SET PROBLEM :: Locate the line that contains "[locate] reflection on" in the entries below. Retype it and all following lines through the final one, character for character.
········
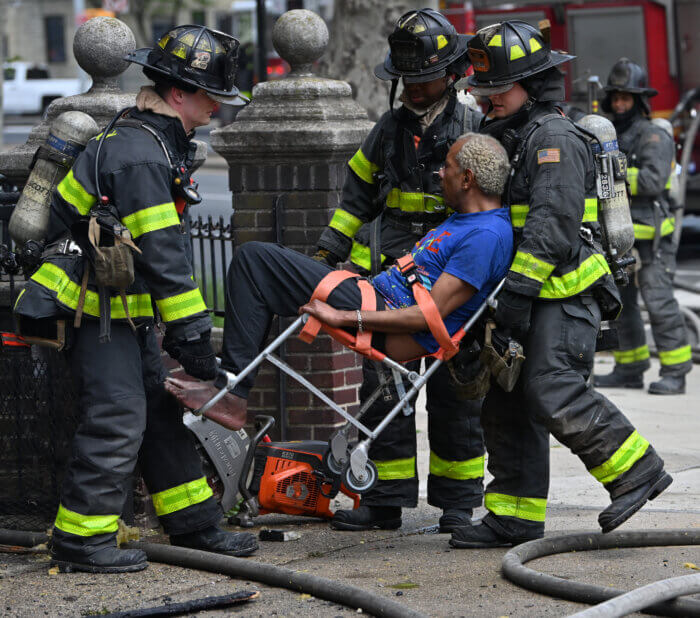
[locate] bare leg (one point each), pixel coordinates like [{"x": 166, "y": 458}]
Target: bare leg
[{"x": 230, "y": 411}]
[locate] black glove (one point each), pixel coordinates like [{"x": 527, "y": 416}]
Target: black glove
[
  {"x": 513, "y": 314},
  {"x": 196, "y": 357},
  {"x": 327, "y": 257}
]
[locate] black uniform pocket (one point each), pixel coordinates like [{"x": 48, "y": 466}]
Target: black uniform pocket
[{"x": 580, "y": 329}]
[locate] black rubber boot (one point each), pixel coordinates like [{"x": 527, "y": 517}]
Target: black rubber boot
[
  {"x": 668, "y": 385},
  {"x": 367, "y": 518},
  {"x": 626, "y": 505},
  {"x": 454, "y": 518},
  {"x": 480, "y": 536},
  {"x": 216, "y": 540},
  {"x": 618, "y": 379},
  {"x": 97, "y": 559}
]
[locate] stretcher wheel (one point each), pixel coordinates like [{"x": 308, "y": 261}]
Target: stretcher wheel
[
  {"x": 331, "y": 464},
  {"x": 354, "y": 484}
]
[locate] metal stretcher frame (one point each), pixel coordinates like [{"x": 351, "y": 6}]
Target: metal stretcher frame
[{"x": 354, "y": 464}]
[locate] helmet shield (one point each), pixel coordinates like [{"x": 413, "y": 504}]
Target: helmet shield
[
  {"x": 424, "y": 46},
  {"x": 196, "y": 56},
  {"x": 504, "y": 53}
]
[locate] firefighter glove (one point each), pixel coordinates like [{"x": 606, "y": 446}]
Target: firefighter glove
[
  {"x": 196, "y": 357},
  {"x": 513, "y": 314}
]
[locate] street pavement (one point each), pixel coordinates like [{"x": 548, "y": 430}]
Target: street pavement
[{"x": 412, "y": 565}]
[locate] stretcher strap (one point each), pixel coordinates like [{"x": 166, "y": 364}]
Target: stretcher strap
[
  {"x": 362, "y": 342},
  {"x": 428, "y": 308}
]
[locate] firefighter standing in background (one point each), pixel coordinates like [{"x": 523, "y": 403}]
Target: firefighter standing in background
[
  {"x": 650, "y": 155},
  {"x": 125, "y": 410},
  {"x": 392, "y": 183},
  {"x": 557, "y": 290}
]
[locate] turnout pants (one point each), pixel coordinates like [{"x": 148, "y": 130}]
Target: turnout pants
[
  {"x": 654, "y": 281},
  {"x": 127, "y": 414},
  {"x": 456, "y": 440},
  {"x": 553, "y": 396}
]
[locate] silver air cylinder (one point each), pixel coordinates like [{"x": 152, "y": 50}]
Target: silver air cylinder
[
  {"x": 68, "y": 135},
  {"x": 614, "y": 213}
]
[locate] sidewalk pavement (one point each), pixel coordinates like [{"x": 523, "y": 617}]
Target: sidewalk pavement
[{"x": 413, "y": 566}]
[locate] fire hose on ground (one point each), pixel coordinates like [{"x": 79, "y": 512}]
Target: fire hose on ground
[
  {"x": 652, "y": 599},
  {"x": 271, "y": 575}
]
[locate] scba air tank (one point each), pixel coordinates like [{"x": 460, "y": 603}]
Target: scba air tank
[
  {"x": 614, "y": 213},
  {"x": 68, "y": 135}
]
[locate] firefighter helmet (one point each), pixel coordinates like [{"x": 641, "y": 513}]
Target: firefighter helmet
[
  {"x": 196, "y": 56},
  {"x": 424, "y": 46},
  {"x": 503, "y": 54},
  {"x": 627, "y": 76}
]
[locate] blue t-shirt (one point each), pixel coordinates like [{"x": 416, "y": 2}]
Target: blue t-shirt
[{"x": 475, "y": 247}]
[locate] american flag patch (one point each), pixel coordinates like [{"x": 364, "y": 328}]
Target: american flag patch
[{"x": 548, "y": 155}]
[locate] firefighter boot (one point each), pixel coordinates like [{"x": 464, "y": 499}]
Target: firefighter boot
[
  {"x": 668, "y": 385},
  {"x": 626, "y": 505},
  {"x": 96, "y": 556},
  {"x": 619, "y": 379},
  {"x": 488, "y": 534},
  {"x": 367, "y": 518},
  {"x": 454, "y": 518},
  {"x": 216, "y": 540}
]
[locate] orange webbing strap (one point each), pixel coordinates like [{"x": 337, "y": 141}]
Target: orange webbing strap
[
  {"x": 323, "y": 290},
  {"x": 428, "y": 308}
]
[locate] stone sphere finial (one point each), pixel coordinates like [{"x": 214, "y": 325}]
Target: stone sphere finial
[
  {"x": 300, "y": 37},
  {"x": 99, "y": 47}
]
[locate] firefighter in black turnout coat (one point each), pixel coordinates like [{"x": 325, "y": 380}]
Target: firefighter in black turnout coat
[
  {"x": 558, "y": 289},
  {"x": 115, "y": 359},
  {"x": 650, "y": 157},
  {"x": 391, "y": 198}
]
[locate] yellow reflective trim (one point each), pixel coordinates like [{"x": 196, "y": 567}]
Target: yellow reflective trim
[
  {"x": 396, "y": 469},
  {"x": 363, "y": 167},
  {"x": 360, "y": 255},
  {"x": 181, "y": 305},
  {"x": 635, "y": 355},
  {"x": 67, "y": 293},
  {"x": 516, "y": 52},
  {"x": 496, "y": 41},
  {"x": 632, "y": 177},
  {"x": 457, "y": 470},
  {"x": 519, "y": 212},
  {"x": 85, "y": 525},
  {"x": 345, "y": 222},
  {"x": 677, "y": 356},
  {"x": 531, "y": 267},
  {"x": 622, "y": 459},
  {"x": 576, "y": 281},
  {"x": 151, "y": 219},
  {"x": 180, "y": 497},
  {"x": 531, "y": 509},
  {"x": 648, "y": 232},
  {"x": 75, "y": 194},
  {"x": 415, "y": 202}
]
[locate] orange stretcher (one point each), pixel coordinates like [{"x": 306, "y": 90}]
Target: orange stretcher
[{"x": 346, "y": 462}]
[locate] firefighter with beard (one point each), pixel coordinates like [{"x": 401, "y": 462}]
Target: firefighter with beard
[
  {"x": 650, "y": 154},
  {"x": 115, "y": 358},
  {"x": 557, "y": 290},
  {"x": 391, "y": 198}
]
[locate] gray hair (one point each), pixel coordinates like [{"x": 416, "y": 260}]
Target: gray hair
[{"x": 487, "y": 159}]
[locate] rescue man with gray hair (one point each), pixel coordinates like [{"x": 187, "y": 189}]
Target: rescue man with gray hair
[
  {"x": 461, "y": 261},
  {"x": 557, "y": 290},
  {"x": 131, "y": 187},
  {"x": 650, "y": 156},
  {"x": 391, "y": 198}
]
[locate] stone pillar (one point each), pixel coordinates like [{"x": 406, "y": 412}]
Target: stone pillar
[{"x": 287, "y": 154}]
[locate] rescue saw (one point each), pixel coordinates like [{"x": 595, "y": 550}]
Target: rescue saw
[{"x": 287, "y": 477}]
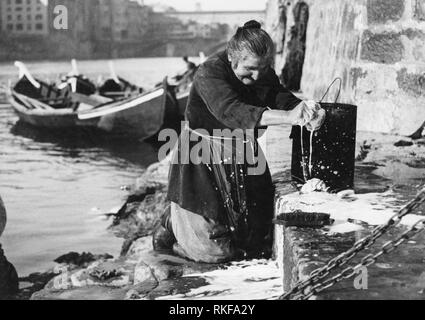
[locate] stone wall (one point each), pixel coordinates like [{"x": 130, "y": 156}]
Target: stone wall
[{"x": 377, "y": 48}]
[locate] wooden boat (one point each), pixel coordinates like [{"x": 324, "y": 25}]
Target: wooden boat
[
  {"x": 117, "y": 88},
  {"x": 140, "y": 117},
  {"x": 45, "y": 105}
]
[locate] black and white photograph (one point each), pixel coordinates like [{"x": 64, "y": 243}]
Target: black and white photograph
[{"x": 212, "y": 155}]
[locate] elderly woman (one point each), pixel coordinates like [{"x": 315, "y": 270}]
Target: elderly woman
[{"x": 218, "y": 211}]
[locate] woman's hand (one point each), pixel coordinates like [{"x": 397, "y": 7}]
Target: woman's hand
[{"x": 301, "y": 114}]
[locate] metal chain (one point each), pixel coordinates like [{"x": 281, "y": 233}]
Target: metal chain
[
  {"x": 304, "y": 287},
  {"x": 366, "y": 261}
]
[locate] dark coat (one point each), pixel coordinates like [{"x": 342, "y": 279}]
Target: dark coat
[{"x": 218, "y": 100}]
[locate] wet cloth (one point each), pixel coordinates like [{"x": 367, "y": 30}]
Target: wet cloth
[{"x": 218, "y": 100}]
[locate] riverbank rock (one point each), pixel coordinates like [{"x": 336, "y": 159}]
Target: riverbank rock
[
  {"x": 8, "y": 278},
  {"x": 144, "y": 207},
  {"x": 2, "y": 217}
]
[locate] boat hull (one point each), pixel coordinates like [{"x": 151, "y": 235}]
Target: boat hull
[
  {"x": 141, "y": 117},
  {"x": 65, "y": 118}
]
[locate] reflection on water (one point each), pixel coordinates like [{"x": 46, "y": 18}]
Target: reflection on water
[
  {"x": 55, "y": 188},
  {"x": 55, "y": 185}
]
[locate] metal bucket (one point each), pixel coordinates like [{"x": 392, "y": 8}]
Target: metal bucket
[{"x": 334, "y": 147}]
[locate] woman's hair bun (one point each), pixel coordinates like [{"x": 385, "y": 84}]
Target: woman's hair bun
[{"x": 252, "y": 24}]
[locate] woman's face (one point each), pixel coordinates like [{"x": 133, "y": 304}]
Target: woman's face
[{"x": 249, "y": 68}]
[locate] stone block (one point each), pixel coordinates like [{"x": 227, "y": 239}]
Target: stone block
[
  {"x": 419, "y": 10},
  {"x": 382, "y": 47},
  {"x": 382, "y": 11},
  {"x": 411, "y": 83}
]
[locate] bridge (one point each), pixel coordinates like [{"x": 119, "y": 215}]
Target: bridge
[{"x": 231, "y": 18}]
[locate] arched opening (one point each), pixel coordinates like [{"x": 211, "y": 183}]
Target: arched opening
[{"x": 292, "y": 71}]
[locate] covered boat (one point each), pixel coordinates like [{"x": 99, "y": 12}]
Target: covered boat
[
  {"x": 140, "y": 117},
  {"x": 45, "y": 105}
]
········
RESULT ::
[locate] reflection on water (one point each), pixel coordinates like [{"x": 46, "y": 18}]
Target: reflection on water
[
  {"x": 55, "y": 188},
  {"x": 55, "y": 185}
]
[locate] metal bucket (one point each), pixel coordinates like [{"x": 392, "y": 8}]
Target: metal bucket
[{"x": 334, "y": 147}]
[locate] woman's hair bun (one point each), pixel coordinates like [{"x": 385, "y": 84}]
Target: woman's hair bun
[{"x": 252, "y": 24}]
[locate] woman's face (one point each), pixel coordinates like [{"x": 133, "y": 304}]
Target: woman's face
[{"x": 249, "y": 68}]
[locate] stone block (one point each), pixel coordinates like [{"x": 227, "y": 239}]
Target: stone block
[
  {"x": 419, "y": 10},
  {"x": 382, "y": 47},
  {"x": 382, "y": 11},
  {"x": 411, "y": 83}
]
[locate] bridge (one point each), pixel coordinates like [{"x": 119, "y": 215}]
Target: bridge
[{"x": 231, "y": 18}]
[locate] arched opening (one point each), pixel coordinates like [{"x": 211, "y": 183}]
Target: arched opening
[{"x": 292, "y": 71}]
[locate] covered boat (one point each), pixel coordinates like [{"x": 99, "y": 12}]
Target: covered boat
[
  {"x": 140, "y": 117},
  {"x": 45, "y": 105}
]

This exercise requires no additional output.